_About this exercise_
Count up every line of the data in which "black" occurs. The reply is one number and nothing more.

_Given data_
= Beginning of Section =

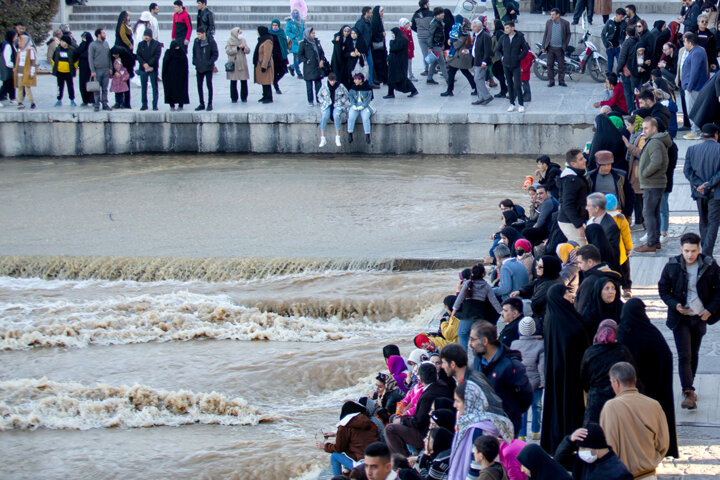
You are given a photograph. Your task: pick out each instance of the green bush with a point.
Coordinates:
(37, 15)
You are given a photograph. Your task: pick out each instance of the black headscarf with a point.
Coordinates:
(595, 236)
(653, 359)
(512, 235)
(350, 408)
(377, 26)
(264, 35)
(597, 310)
(551, 267)
(607, 137)
(442, 441)
(565, 344)
(541, 465)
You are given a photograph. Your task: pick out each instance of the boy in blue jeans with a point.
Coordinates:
(532, 348)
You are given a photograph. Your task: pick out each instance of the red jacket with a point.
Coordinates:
(411, 44)
(526, 66)
(618, 98)
(182, 18)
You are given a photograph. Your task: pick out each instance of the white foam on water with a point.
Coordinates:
(41, 403)
(178, 316)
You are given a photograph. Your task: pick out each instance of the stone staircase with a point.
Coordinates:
(322, 14)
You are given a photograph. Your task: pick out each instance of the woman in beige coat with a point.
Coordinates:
(237, 51)
(262, 61)
(25, 70)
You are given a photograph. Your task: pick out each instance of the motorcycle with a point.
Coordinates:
(588, 60)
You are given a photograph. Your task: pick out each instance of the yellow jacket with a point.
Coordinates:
(449, 331)
(625, 237)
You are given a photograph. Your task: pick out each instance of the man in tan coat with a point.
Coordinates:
(635, 425)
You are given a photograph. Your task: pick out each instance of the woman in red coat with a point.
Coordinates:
(525, 67)
(405, 28)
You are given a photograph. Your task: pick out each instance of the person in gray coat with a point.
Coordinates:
(462, 60)
(100, 67)
(532, 348)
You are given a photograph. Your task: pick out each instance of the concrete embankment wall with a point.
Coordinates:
(120, 132)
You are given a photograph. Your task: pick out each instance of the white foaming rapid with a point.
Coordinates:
(41, 403)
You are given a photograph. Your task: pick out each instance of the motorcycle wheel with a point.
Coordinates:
(540, 70)
(598, 67)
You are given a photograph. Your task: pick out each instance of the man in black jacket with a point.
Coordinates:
(627, 67)
(148, 57)
(206, 18)
(513, 48)
(205, 55)
(411, 430)
(482, 59)
(504, 369)
(690, 287)
(574, 189)
(420, 24)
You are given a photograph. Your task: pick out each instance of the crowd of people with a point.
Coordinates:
(555, 378)
(489, 52)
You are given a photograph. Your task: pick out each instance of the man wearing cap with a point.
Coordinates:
(596, 204)
(148, 57)
(606, 179)
(635, 425)
(588, 455)
(702, 169)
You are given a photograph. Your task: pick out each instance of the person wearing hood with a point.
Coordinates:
(205, 54)
(589, 456)
(333, 99)
(653, 361)
(294, 28)
(206, 18)
(342, 47)
(378, 46)
(565, 345)
(475, 418)
(175, 76)
(237, 51)
(405, 28)
(280, 52)
(263, 63)
(182, 26)
(81, 53)
(355, 432)
(434, 462)
(652, 174)
(574, 189)
(312, 56)
(597, 361)
(7, 62)
(148, 56)
(548, 269)
(411, 430)
(504, 369)
(64, 67)
(538, 465)
(462, 59)
(532, 347)
(361, 96)
(397, 75)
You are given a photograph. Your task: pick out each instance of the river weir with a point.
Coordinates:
(205, 317)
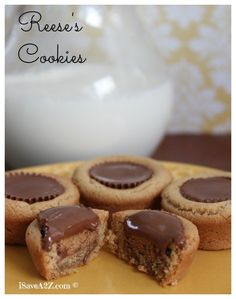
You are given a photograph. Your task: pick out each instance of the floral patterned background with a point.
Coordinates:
(195, 43)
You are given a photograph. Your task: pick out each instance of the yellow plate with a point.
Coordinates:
(210, 272)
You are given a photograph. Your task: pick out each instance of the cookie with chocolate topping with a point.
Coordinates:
(156, 242)
(206, 201)
(121, 182)
(63, 238)
(26, 194)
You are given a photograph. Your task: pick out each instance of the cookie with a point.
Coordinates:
(121, 182)
(62, 239)
(26, 194)
(206, 201)
(155, 242)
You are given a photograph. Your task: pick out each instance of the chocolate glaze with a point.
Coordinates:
(120, 175)
(158, 227)
(208, 190)
(31, 187)
(62, 222)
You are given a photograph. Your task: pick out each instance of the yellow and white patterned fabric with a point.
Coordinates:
(195, 43)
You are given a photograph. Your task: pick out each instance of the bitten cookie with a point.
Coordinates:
(206, 201)
(29, 193)
(63, 238)
(156, 242)
(121, 182)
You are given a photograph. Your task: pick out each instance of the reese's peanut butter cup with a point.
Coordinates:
(31, 187)
(208, 190)
(120, 175)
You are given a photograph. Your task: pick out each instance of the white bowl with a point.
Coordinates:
(84, 112)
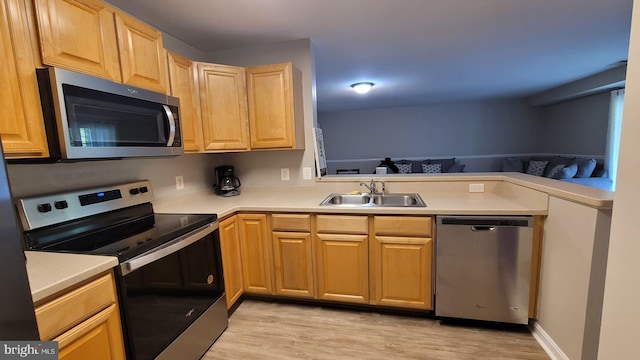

= End of Section =

_Completed task_
2